Минута была глубоко-торжественная. Обняв Генерала Рузского и тепло пожав нам руки, Император медленными задерживающимися шагами прошел в свой вагон.
Мы, присутствовавшие при всей этой сцене, невольно преклонились перед той выдержкой, которая проявлена была только что отрекшимся Императором Николаем в эти тяжелые и ответственные минуты…
***
Как это часто бывает после долгого напряжения, нервы как то сразу сдали… Я как в тумане помню, что, вслед за уходом Государя, кто-то вошел к нам и о чем то начал разговор. По-видимому, это были ближайшие к Царю лица… Все были готовы говорить о чем угодно, только не о тот, что являлось самым важным и самым главным в данную минуту… Впрочем, дряхлый граф Фредерикс, кажется, пытался сформулировать свои личные ощущения!.. Говорил еще кто то… и еще кто то… их почти не слушали…
Вдруг вошел сам Государь. – Он держал в руках два телеграфных бланка, которые передал Генералу Рузскому, с просьбой об их отправке. Листки эти Главнокомандующим были переданы мне, для исполнения.
– “Нет той жертвы, которой я не принес бы во имя действительного блага и для спасения родимой матушки России. – Посему я готов отречься от Престола в пользу Моего Сына, с тем, чтобы он оставался при мне до совершеннолетия, при регентстве брата моего – Михаила Александровича”. Такими словами, обращенными к Председателю Госуд. Думы, выражал Император Николай II принятое им решение. – “Во имя блага, спокойствия и спасения горячо любимой России я готов отречься от Престола в пользу моего Сына. – Прошу всех служить ему верно и нелицемерно”, осведомлял он о том же своего Начальника Штаба телеграммой в Ставку. Kaкие красивые порывы, подумал я, заложены в душе этого человека, все горе и несчастье которого в том, что он был дурно окружен!

## Короткое задание 1
Сколько телеграфных бланков держал в руках Государь, когда вдруг вошёл в вагон, согласно отрывку об отречении Николая II?
## Короткое задание 2
Допишите отрывок об отречении Николая II, начиная сразу после его последнего предложения.

## Извлечённые данные
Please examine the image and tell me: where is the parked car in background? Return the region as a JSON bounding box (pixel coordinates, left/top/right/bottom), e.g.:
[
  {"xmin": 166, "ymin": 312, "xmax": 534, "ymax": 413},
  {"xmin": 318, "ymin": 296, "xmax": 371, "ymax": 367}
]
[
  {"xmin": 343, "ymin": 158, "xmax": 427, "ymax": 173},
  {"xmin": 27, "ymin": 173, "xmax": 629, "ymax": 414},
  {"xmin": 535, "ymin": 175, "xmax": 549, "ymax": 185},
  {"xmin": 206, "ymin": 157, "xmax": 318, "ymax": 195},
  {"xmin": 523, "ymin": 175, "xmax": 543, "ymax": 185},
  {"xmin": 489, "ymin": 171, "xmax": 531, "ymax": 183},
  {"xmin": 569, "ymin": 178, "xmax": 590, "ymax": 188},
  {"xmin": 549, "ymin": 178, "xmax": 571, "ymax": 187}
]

---

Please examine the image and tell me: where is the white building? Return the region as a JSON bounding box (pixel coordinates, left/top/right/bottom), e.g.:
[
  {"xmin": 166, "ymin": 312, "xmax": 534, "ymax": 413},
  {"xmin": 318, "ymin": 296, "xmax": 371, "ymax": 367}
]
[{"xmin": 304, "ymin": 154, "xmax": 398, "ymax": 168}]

--

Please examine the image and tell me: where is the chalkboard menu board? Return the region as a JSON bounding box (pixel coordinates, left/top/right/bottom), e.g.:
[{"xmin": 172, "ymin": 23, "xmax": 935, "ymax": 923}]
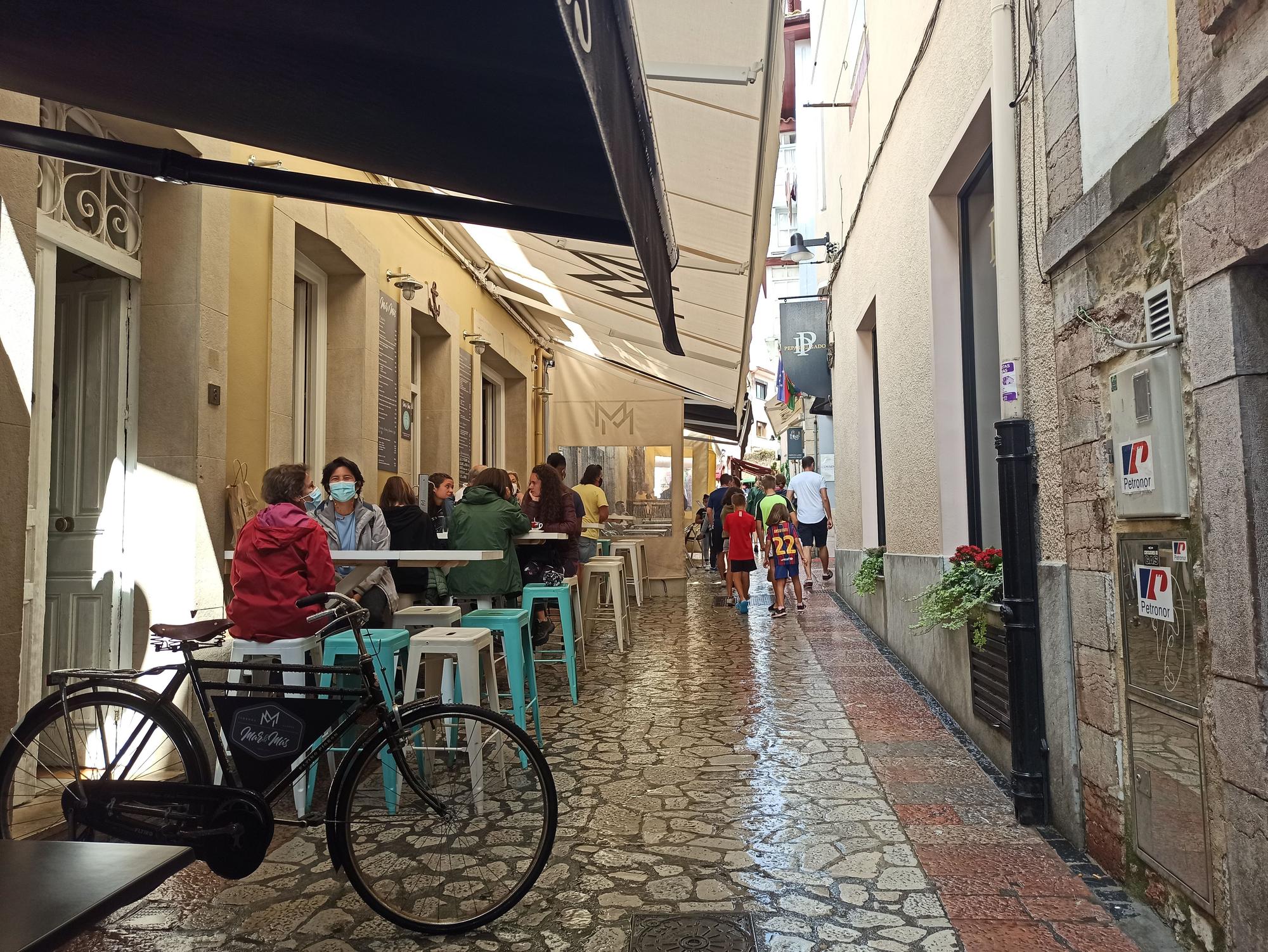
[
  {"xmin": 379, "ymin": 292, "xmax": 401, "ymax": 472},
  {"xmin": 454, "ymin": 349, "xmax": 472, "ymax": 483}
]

## Результат упражнения 1
Два телеграфных бланка.

## Результат упражнения 2
Данилов Ю. Н. Мои воспоминания об Императоре Николае II-ом и Вел. Князе Михаиле Александровиче
ИЗ ДНЕВНИКА ИМПЕРАТОРА НИКОЛАЯ II
«2-го марта [1917 г.]. Четверг. Утром пришел Рузский и прочел свой длиннейший разговор по аппарату с Родзянко. По его словам, положение в Петрограде таково, что теперь министерство из Думы будто бессильно что-либо сделать, т. к. с ним борется соц.-дем. партия в лице рабочего комитета. Нужно мое отречение. Рузский передал этот разговор в Ставку, а Алексеев всем главнокомандующим. К 2 1/2 [ч.] пришли ответы от всех. Суть та, что во имя спасения России и удержания армии на фронте в спокойствии нужно решиться на этот шаг. Я согласился. Из Ставки прислали проект манифеста. Вечером из Петрограда прибыли Гучков и Шульгин, с кот[орыми] я переговорил и передал им подписанный и переделанный манифест. В час ночи уехал из Пскова с тяжелым чувством пережитого. Кругом измена и трусость, и обман»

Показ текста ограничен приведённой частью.